_Tugas Dikerjakan_
(A) Sebutkan semua nama orang yang muncul dalam artikel tentang penundaan pemilu.
(B) Tuliskan kembali dengan persis bagian artikel tentang penundaan pemilu dari "Dalam proses verifikasi KPU" sampai "pelanggaran terhadap konstitusi.".
(C) Tolong lanjutkan artikel tentang penundaan pemilu mulai setelah kalimat terakhirnya.

_Kutipan Teks_
# # # # # # #

Ads
Aktualita

Penundaan Pemilu Terus Menuai Reaksi Miring

Avatar photo
Ditulis oleh Iqbal Setyarso

Keputusan Pengadilan Negeri Jakarta Pusat yang memerintahkan Komisi Pemilihan Uum (KPU) untuk menunda tahapan Pemilu 2024 telah menui berbagai macam kritik. Keputusan yang disampaikan Ketua Majelis Hakim T. Oyong ini sebagai pengabulan gugatan perdata Partai Prima karena dirugikan oleh KPU dalam proses verifikasi administrasi partai politik.

Dalam proses verifikasi KPU tersebut, Partai Prima dinyatakan Tidak Memenuhi Syarat (TMS) dan tidak bisa mengikuti verifikasi faktual. Sementara itu dalam putusannya, PN Jakpus menilai KPU melakukan perbuatan melawan hukum terhadap Partai Prima. Dengan putusan itu, malah pihak KPU yang menuai ekses. Tapi langkah KPU yang dikenai sanksi itu malah mengundang reakse keras praktisi hukum. Salah satunya, Pakar Hukum Tata Negara dari Sekolah Tinggi Ilmu Hukum (STIH) Jentera, Bvitri Susanti. Bvitri menegaskan putusan tersebut keliru dan juga bentuk pelanggaran terhadap konstitusi.

# # # # # # #

_Data Tersedia_
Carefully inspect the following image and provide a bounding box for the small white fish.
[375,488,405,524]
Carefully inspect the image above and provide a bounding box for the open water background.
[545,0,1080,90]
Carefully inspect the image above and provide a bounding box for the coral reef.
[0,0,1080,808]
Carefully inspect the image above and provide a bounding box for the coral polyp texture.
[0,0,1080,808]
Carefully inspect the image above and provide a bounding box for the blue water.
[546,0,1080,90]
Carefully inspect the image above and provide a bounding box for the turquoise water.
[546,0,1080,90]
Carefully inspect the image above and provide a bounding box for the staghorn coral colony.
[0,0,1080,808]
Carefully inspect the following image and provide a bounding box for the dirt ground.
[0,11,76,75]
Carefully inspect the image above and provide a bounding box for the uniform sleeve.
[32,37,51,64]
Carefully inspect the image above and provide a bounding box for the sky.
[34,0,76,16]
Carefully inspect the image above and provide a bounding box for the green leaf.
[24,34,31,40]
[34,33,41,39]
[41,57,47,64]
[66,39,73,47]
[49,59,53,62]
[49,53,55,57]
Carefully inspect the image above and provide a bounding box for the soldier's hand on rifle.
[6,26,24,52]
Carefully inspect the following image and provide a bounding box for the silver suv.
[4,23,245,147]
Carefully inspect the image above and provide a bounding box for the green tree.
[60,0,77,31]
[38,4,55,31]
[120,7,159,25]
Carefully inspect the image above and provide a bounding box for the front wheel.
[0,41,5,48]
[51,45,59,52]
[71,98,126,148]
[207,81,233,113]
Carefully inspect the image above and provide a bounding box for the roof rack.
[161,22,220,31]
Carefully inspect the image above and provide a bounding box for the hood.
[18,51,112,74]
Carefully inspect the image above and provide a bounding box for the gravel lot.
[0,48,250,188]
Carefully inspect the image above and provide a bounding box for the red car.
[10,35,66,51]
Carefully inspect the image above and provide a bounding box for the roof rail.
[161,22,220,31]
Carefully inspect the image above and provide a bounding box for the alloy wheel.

# # # # # # #

_Jawaban per Tugas_
(A) Iqbal Setyarso, T. Oyong, Bvitri Susanti

(B)
Dalam proses verifikasi KPU tersebut, Partai Prima dinyatakan Tidak Memenuhi Syarat (TMS) dan tidak bisa mengikuti verifikasi faktual. Sementara itu dalam putusannya, PN Jakpus menilai KPU melakukan perbuatan melawan hukum terhadap Partai Prima. Dengan putusan itu, malah pihak KPU yang menuai ekses. Tapi langkah KPU yang dikenai sanksi itu malah mengundang reakse keras praktisi hukum. Salah satunya, Pakar Hukum Tata Negara dari Sekolah Tinggi Ilmu Hukum (STIH) Jentera, Bvitri Susanti. Bvitri menegaskan putusan tersebut keliru dan juga bentuk pelanggaran terhadap konstitusi.

(C)
Bvitri menjelaskan ketentuan pelaksanaan Pemilu telah diatur dalam Pasal 22E ayat 1 Undang-Undang Dasar 1945. Dalam aturan tersebut, ia mengingatkan bahwa konstitusi telah mengamanatkan agar Pemilu wajib dilaksanakan selama lima tahun sekali.


“Karena itu juga dalam Undang-Undang Pemilu Nomor 7 tahun 2017 tidak diberikan ruang sama sekali untuk menunda Pemilu secara nasional,” jelasnya kepada CNNIndonesia.com, Senin (6/3). Ia menuturkan dalam UU Pemilu yang ada juga hanya dikenal istilah Pemilu susulan, dengan catatan tidak dilakukan secara nasional melainkan pada wilayah tertentu saja. Meski begitu, Bvitri mengatakan pelaksanaan Pemilu susulan juga tidak serta merta dapat dilakukan wilayah tertentu begitu saja.


Menurutnya harus ada kejadian luar biasa yang menjadi alasan penundaan pelaksanaan Pemilu semisal kondisi seperti bencana alam ataupun keadaan darurat lainnya. Kendati demikian kebijakan Pemilu susulan juga tidak dapat diambil melalui putusan pengadilan melainkan tetap harus melalui peraturan KPU.


“Misalnya ada gempa bumi seperti di Cianjur kemarin gitu, menunda pemilu selama beberapa bulan itu boleh. Tapi tidak secara nasional,” kata dia. “Artinya karena dia adalah norma konstitusional yang sifatnya kesepakatan politik, yang harus dilakukan juga adalah kesepakatan politik,” sambungnya.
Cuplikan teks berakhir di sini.